→ **Work to be completed**
Pick out and copy every line of the data below that contains the string "query", treating uppercase and lowercase letters as different.

— begin Information given —

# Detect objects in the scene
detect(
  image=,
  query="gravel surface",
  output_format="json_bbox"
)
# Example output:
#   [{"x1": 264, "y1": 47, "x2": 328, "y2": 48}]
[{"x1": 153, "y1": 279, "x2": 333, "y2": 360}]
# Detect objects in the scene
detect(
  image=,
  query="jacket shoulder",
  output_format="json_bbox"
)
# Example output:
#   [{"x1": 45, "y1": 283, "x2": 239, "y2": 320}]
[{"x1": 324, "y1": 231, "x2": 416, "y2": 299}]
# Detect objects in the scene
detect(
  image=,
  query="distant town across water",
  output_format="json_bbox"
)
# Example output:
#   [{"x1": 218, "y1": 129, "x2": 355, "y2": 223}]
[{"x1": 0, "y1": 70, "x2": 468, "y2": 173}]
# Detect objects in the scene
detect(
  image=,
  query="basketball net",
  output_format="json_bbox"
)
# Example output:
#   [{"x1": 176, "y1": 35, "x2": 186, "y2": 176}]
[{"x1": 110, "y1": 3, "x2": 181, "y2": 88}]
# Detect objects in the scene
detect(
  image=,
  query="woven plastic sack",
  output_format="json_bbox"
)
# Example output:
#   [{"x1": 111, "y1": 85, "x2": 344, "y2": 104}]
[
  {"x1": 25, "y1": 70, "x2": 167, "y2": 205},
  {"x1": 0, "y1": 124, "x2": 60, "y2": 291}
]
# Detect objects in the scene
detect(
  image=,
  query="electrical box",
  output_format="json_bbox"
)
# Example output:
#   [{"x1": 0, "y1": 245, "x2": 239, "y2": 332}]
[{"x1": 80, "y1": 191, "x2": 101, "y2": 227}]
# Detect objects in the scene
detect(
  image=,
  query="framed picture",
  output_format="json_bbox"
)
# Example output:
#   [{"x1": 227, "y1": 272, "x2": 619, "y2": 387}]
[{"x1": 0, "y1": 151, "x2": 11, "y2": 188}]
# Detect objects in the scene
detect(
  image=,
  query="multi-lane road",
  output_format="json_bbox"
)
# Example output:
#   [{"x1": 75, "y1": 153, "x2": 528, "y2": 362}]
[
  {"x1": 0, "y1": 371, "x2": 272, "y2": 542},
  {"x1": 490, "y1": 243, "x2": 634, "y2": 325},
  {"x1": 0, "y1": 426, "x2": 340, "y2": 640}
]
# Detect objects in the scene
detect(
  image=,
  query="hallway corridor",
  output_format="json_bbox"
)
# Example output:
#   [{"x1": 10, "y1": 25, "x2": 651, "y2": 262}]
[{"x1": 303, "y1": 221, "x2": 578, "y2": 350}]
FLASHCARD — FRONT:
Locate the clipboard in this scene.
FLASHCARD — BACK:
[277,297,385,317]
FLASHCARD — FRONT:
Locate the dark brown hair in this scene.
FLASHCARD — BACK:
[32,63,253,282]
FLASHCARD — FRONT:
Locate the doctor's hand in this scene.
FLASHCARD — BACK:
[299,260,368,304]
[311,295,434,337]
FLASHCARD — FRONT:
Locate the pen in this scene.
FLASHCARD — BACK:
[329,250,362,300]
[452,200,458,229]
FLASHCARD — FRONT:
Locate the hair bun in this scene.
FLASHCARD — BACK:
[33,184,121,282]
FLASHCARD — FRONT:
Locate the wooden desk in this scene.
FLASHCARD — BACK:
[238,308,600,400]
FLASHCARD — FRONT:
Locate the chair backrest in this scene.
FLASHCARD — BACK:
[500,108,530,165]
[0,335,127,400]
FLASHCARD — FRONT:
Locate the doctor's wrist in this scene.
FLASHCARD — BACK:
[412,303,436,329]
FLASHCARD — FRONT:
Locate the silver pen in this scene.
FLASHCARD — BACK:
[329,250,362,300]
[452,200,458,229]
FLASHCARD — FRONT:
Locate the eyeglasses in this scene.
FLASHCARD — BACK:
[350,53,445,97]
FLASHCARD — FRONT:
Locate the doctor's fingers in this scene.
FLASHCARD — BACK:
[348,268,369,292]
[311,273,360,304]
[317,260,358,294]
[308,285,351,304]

— end Information given —

→ **Reply**
  query="gravel surface",
  query="jacket shoulder",
  query="distant town across water",
  query="basketball net",
  query="woven plastic sack",
  query="electrical box",
  query="framed picture",
  query="multi-lane road",
  query="hallway corridor",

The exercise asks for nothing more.